Passage:
* Begin *
# Uneven spacing needed from finger joint jig



## alliag (Oct 15, 2013)

Hello,
I have a question. A buddy and I are making harmonica "combs" the solid wood piece in the center of a harmonica. The most efficient way to produce the combs is to make the slotted cuts (see diagram) at the appropriate height using a table saw or router. Now using a finger joint jig would be perfect for this, except for the fact that the spacing of the fingers and the slots are not the same. I know that the basic principle of a finger joint jig is to utilize the spacing from the first slot cut as a reference for all of the rest. So I guess my question is, can you set a finger joint jig to space the teeth at a different width of the slots? In our case, we are making a 5/32" slot with a 1/8" finger width. I know we could simply use a shim of 1/8" and add one for each cut, but feel that would not be as precise or time efficient. Any advice or ideas would be appreciated!
Thanks,
Andrew


----------



## 4DThinker (Mar 13, 2013)

Seems to me with a 5/32" guide bar/pin with a 5/32" blade or bit set 1/8 of an inch from it you could get what you want. Make the pin from a 5/32" drill bit. Use a dado blade set that makes a 5/32" kerf. Take the pin out to make your first space since it is farther from the edge. Put the pin back in, then step over it for each new cut until you have all you need. All this could be done with a sacrificial backer board screwed to your miter gauge. Make the initial pass through the backer board. Remove then take time to drill the hole for the 5/32" bit precisely 1/8" from it.


----------



## alliag (Oct 15, 2013)

*Eureka!*

Ah I see, this will indeed get the job done! I greatly appreciate the help!
Thanks,
Andrew


----------



## 4DThinker (Mar 13, 2013)

Glad I could help, Andrew. For what it is worth my middle name is also Andrew. Led to being called Andy as a kid, and Handy Andy when I figured out solutions to my parents and siblings challenges.


----------



## alliag (Oct 15, 2013)

Haha ain't it a great name? Never has let me down ... About to get rolling on the project, will let ya know how it goes!
Best,
Andrew


----------
* End *
Instructions:
(a) Duplicate the part of the finger joint jig thread that begins with the words "Seems to me" and stops after the words "appreciate the help!".
(b) In the finger joint jig thread, what does the reply suggest making the guide pin from?

Entries supplied:
* Begin *
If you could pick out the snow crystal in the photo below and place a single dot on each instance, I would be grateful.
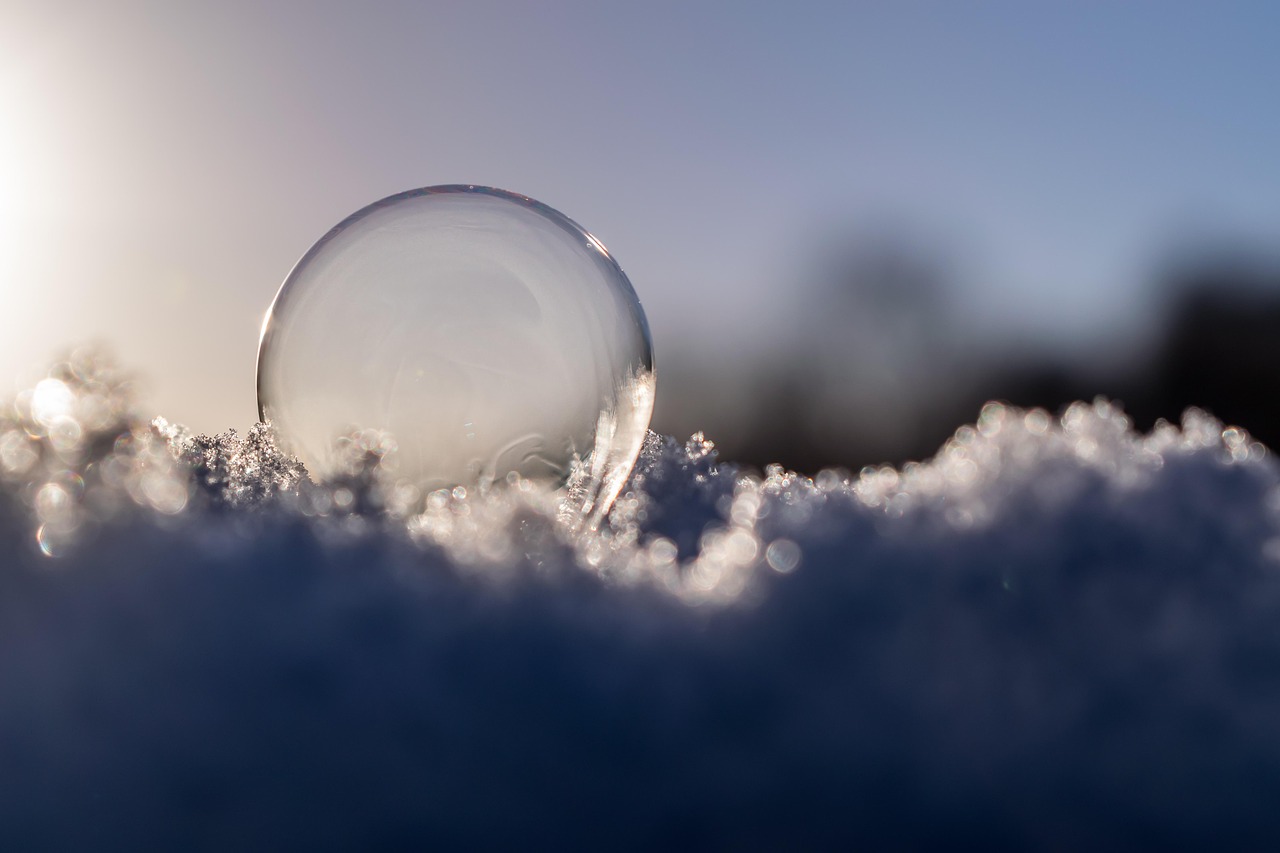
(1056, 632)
* End *
* Begin *
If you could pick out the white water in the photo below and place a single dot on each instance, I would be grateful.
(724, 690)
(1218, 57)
* End *
Answers provided:
(a)
Seems to me with a 5/32" guide bar/pin with a 5/32" blade or bit set 1/8 of an inch from it you could get what you want. Make the pin from a 5/32" drill bit. Use a dado blade set that makes a 5/32" kerf. Take the pin out to make your first space since it is farther from the edge. Put the pin back in, then step over it for each new cut until you have all you need. All this could be done with a sacrificial backer board screwed to your miter gauge. Make the initial pass through the backer board. Remove then take time to drill the hole for the 5/32" bit precisely 1/8" from it.


----------



## alliag (Oct 15, 2013)

*Eureka!*

Ah I see, this will indeed get the job done! I greatly appreciate the help!

(b) A 5/32" drill bit.